Copy the material below verbatim, starting at the line containing "Could you mark the region of every instance of the dark" and continuing through the end of the material, with both ends included.

(Data records)
— start —

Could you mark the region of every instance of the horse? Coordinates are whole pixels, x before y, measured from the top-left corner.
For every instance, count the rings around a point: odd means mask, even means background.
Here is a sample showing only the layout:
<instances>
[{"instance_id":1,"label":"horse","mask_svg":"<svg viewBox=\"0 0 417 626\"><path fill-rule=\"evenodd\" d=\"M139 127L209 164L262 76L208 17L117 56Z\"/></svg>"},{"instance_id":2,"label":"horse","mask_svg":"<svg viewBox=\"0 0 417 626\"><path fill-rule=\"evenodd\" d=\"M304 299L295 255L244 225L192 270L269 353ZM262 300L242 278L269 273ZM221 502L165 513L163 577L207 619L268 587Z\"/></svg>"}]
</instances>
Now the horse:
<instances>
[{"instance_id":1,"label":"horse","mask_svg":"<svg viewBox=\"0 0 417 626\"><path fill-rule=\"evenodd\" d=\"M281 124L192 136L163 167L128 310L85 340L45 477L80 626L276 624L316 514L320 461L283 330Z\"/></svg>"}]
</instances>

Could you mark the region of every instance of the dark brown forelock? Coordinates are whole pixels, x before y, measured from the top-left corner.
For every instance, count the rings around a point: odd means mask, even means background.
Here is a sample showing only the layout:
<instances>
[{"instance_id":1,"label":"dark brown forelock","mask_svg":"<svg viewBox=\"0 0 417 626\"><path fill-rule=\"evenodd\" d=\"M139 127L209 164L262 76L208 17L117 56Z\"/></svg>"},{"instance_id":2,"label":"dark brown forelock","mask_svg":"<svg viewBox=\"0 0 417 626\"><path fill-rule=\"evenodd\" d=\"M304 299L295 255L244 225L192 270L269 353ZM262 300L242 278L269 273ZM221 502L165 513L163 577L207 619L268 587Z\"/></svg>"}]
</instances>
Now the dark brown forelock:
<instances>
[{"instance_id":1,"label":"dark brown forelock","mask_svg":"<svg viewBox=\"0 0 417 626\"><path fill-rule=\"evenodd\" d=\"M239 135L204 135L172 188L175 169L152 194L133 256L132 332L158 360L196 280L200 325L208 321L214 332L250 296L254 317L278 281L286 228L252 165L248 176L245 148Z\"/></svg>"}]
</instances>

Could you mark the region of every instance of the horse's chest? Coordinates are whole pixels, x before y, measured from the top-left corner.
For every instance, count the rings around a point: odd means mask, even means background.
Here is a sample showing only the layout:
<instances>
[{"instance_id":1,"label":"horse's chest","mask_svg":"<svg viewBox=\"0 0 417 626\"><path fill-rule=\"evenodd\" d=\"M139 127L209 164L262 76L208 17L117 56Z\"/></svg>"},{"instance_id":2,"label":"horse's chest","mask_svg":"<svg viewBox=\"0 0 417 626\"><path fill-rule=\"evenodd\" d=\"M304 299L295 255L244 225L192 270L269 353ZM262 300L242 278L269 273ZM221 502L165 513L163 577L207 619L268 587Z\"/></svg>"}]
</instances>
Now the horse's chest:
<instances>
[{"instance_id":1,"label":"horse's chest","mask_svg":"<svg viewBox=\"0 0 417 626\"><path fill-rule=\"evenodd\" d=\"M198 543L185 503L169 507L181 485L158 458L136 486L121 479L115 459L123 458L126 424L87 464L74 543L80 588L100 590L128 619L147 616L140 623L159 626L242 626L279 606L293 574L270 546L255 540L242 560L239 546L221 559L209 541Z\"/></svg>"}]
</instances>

— end —

## Solved problem
Could you mark the region of every instance of the dark brown forelock? Coordinates are whole pixels, x before y, measured from the top-left corner.
For every instance, count the rings around a point: odd means mask, even means background.
Here is a sample showing only the layout:
<instances>
[{"instance_id":1,"label":"dark brown forelock","mask_svg":"<svg viewBox=\"0 0 417 626\"><path fill-rule=\"evenodd\" d=\"M139 127L209 164L262 76L208 17L117 56Z\"/></svg>"},{"instance_id":2,"label":"dark brown forelock","mask_svg":"<svg viewBox=\"0 0 417 626\"><path fill-rule=\"evenodd\" d=\"M304 299L295 255L244 225L192 270L269 353ZM262 300L242 278L269 273ZM221 502L165 513L163 577L207 619L268 587Z\"/></svg>"}]
</instances>
Now the dark brown forelock:
<instances>
[{"instance_id":1,"label":"dark brown forelock","mask_svg":"<svg viewBox=\"0 0 417 626\"><path fill-rule=\"evenodd\" d=\"M239 135L204 135L172 188L175 169L152 194L133 256L132 332L158 360L196 280L200 325L208 321L214 332L250 296L254 317L278 281L286 228L252 165L248 176L245 148Z\"/></svg>"}]
</instances>

Could you mark the region of every instance of the horse's chest? Coordinates are whole pixels, x before y, measured from the top-left corner.
For every instance, count the rings around a point: odd means mask, even means background.
Here is a sample showing only the layout:
<instances>
[{"instance_id":1,"label":"horse's chest","mask_svg":"<svg viewBox=\"0 0 417 626\"><path fill-rule=\"evenodd\" d=\"M139 127L209 164L262 76L208 17L117 56Z\"/></svg>"},{"instance_id":2,"label":"horse's chest","mask_svg":"<svg viewBox=\"0 0 417 626\"><path fill-rule=\"evenodd\" d=\"M304 299L295 255L244 225L192 270L269 353ZM262 300L242 278L269 273ZM221 502L165 513L163 577L207 619L268 587Z\"/></svg>"}]
</instances>
Now the horse's chest:
<instances>
[{"instance_id":1,"label":"horse's chest","mask_svg":"<svg viewBox=\"0 0 417 626\"><path fill-rule=\"evenodd\" d=\"M198 543L185 503L169 507L181 485L158 458L136 486L121 479L115 459L123 458L126 424L87 464L74 543L80 588L100 590L128 619L147 616L140 623L159 626L242 626L279 606L293 574L270 546L255 540L242 560L239 546L221 559L209 541Z\"/></svg>"}]
</instances>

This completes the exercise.